What is needed is a faithful copy of all the records.
*** Opening of Source material ***
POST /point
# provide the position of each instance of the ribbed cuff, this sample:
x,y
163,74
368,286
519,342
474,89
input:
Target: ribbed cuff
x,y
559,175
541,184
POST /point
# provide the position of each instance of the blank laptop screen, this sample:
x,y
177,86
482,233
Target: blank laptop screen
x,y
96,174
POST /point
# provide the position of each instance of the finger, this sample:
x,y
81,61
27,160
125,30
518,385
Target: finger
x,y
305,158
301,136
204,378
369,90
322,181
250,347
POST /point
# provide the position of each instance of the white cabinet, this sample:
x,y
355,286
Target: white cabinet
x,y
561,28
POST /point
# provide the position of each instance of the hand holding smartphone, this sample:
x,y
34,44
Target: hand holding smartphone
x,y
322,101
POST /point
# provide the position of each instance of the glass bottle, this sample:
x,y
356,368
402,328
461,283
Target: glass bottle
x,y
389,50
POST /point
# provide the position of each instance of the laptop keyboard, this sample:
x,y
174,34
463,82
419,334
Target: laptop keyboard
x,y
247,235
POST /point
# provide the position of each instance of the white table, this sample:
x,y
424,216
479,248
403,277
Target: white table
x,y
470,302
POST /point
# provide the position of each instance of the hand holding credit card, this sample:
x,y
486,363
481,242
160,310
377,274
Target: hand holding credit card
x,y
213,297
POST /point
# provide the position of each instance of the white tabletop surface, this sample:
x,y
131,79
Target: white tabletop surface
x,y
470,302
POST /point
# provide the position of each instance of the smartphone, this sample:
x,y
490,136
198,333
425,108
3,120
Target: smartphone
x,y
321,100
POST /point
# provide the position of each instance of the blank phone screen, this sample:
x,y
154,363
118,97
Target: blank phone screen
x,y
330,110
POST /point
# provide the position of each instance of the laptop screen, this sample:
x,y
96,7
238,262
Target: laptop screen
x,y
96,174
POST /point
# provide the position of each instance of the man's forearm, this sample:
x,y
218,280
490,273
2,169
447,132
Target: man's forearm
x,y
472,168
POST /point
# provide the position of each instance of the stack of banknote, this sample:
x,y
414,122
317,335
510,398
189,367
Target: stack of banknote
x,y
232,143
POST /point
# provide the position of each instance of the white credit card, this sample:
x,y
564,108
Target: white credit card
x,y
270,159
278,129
*** Close of Source material ***
▸ Reply to the task
POST /point
# provide the position of each instance of the ribbed cuff, this sample:
x,y
163,74
368,286
519,342
474,89
input:
Target: ribbed cuff
x,y
559,175
541,184
POST /point
# provide the position of each instance of the blank laptop screen, this sample:
x,y
177,86
482,233
Target: blank laptop screen
x,y
96,174
POST /point
# provide the position of each instance of the finger, this sample:
x,y
81,61
27,160
125,30
518,385
Target: finger
x,y
305,158
301,136
204,378
369,90
322,181
250,347
POST /point
# provide the position of each instance of the white cabinet, this sample:
x,y
355,286
Target: white cabinet
x,y
561,28
POST /point
# provide the position of each instance of the hand holding smartphone, this sample:
x,y
34,44
Target: hand holding smartphone
x,y
322,101
POST /point
# provide the position of each instance of the glass bottle, this sample:
x,y
356,368
402,328
461,283
Target: glass bottle
x,y
389,50
POST /point
# provide the position of each instance of the laptop keyboard, this sample:
x,y
174,34
463,82
419,334
Target: laptop keyboard
x,y
247,235
POST /point
# provide the position of each instance of the white table, this sample:
x,y
424,216
479,248
403,277
Target: white table
x,y
470,302
POST /point
# provide the position of each instance of the hand holding credit card, this sample:
x,y
486,363
481,242
160,310
377,274
Target: hand holding credit card
x,y
213,297
POST /point
# provide the position of each instance of the white tabletop surface, this sample:
x,y
131,79
Target: white tabletop surface
x,y
470,302
POST /point
# provide the position of each instance of the smartphone, this sample:
x,y
490,136
198,333
425,108
3,120
Target: smartphone
x,y
321,100
POST /point
# provide the position of each instance of the blank phone screen, this sample:
x,y
154,363
118,97
Target: blank phone screen
x,y
330,110
POST /point
# provide the position of each instance of the laptop screen, this sample:
x,y
96,7
238,262
Target: laptop screen
x,y
96,174
POST /point
# provide the position of each instance of the man's forearm, this sample:
x,y
218,280
490,273
2,169
447,132
Target: man's forearm
x,y
472,168
POST /point
# provide the position of each instance of the stack of banknote, this sample:
x,y
414,122
317,335
510,398
189,367
Target: stack of banknote
x,y
232,143
POST /point
# provide the position of each instance of the white credit card, this sample:
x,y
564,108
Target: white credit card
x,y
270,159
278,129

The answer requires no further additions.